◆ **PASSAGE SHOWN**
------------------------------------------------------------
# First Timer, Please Help!



## GoateeFarms50 (Mar 20, 2013)

I am a first timer and my three goats are pregnant and are due anytime this week. They are getting big and one of them, Buttercup, has been walking slowly and whenever she lays down she grunts. Also my Alpine, Rose, had yellow stringy discharge but i read that they can have discharge any where from 12 hours before the kidding to 30 days. So I need help to know when they are going to give birth. Signs/symtoms. Maybe even what you experience when your goat is giving birth. Also, when their ligs disapear, does that mean they are les than 24 hours away, right? Thank you!


----------



## happybleats (Sep 12, 2010)

well first off.. breath : ) its going to be just fine...goats have been having babies along time..and you sound like you are ready to help if they need it..
Every goat is different...so signs are just a guide...Babies will drop..so instead of the tummy sticking out to the sides it will fall under them...mom will stretch a lot getting the babies in position , swollen full tight udders, swollen and baggy vulva, discharge..amber goo....restlessness, some go off feed, the moaning is normal...they are full : ) ...when you see them paw at the ground, lay down get up paw some more..they are in labor...I have some who are pushing while at the hay basket eating! some who will not eat 24 hours before...some who lay down to kid and some who stand...some who fill the udder 1/2 hour before delivery and some who fill it a few days...others who don't really fill up until after.....I know that is no help but it shows no goat will be the same...you just let her tell you : ) goat-link.com has a good list of what to look for and different possible birthing situations and how to handle them....I read those and stared at them until my eye balls burned...lol..


----------



## nancy d (Oct 5, 2007)

First of all welcome GoateeFarms! There's tons of info here on signs & wonders. Fiascofarms has a wealth of info too.
But feel free to ask anyway.
Every doe is a little different & doesnt always display the same signs every season.
------------------------------------------------------------
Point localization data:

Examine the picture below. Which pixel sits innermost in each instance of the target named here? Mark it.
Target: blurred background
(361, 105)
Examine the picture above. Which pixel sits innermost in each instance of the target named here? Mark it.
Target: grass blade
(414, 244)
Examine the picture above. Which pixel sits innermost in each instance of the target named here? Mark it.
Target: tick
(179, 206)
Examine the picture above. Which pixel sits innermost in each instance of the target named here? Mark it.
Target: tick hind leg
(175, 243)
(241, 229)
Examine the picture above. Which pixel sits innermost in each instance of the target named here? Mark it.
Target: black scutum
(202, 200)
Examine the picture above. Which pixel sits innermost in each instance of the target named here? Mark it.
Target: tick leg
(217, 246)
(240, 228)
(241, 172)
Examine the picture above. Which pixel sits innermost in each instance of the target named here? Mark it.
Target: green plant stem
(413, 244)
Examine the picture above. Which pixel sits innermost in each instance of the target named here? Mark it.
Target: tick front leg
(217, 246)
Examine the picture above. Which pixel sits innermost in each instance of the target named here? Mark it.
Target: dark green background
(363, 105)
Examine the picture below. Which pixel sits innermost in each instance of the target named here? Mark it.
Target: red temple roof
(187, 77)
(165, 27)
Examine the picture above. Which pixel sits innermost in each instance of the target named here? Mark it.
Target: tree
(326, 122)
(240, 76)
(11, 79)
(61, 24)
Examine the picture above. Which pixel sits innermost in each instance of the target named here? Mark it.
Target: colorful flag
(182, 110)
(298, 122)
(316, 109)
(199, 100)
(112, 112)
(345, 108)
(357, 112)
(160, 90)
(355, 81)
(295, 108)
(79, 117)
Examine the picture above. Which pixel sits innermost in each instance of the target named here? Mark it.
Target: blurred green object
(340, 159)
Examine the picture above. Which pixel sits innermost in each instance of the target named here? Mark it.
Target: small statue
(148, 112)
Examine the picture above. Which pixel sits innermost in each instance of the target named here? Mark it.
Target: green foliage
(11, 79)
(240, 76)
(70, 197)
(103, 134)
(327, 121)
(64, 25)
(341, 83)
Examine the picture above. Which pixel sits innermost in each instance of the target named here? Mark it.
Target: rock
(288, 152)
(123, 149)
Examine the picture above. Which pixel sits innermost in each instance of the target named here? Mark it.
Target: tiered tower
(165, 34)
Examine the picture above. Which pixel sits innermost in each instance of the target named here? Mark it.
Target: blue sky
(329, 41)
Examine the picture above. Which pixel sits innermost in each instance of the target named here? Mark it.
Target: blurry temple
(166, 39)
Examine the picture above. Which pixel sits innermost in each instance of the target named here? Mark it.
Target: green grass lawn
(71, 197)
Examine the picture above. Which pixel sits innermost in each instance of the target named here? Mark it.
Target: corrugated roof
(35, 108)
------------------------------------------------------------
◆ **WHAT IS NEEDED**
Repeat, word for word, the part of the goat kidding thread starting at "## nancy d (Oct" and ending at "signs every season.".

◆ **RESPONSE BOX**
## nancy d (Oct 5, 2007)

First of all welcome GoateeFarms! There's tons of info here on signs & wonders. Fiascofarms has a wealth of info too.
But feel free to ask anyway.
Every doe is a little different & doesnt always display the same signs every season.